Si racconta che Giacinto, bellissimo giovane della Laconia, figlio del dio spartano Amicla e di Diomeda, fu amato dal dio Apollo e da Zefiro, personificazione del vento dell’ovest. Il giovane scelse Apollo e, a causa della vendicativa gelosia di Zefiro, finì presto i suoi giorni. Il mito greco di Giacinto (Υάκινθος) ci viene tramandato da diverse fonti, ognuna delle quali si discosta di poco dalle altre versioni. Tra le diverse opere letterarie classiche si ricordano: Biblioteca di Apollodoro, Descrizione della Grecia di Pausania e Le Metamorfosi di Ovidio, inesauribile e prediletto testo di riferimento per l’iconografia del mito.
════════════════
OBIETTIVO A: Riassumi in due frasi il brano sul mito di Giacinto.
OBIETTIVO B: Riprendi il brano sul mito di Giacinto proseguendo dopo la sua ultima frase.

[Record di dati]
════════════════
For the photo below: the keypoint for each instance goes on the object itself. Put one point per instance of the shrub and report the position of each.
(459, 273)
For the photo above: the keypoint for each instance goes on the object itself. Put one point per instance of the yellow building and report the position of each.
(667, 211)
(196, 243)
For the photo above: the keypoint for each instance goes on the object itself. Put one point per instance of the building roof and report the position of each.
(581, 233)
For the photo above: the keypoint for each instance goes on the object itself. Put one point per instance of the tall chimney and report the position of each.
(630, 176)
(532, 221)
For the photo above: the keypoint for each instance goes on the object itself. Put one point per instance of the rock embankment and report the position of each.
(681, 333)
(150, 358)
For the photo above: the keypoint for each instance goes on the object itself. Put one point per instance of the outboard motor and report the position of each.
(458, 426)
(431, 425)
════════════════
RISPOSTA A: Giacinto, bellissimo giovane della Laconia figlio di Amicla e di Diomeda, fu amato da Apollo e da Zefiro; scelse Apollo e, per la vendicativa gelosia di Zefiro, finì presto i suoi giorni. Il mito è tramandato da diverse fonti che si discostano di poco tra loro, tra cui la Biblioteca di Apollodoro, la Descrizione della Grecia di Pausania e Le Metamorfosi di Ovidio, testo prediletto per l'iconografia del mito.

RISPOSTA B:
Torniamo un istante indietro per vedere come si consumò la sua compianta morte: Apollo e Giacinto, nudi e col corpo unto d’olio d’oliva, erano intenti nel gioco degli anelli che consisteva nel far arrivare degli anelli in un palo piantato per terra (il lancio del disco secondo Ovidio, o ancora “un gioco da racchetta” secondo il poeta cinquecentesco Giovanni Andrea dell’Anguillara al quale si riferisce Giovanni Battista Tiepolo nel suo dipinto della metà del Settecento). Ed è proprio in quei momenti che Zefiro, con un soffio di vento, decise di deviare un anello che Apollo aveva appena tirato per farlo arrivare al giovane che, colpito, morì. Dal sangue del giovane nacque un fiore di color rosso porpora che Apollo chiamò Giacinto e sul quale incise la disperata esclamazione di dolore “AI”.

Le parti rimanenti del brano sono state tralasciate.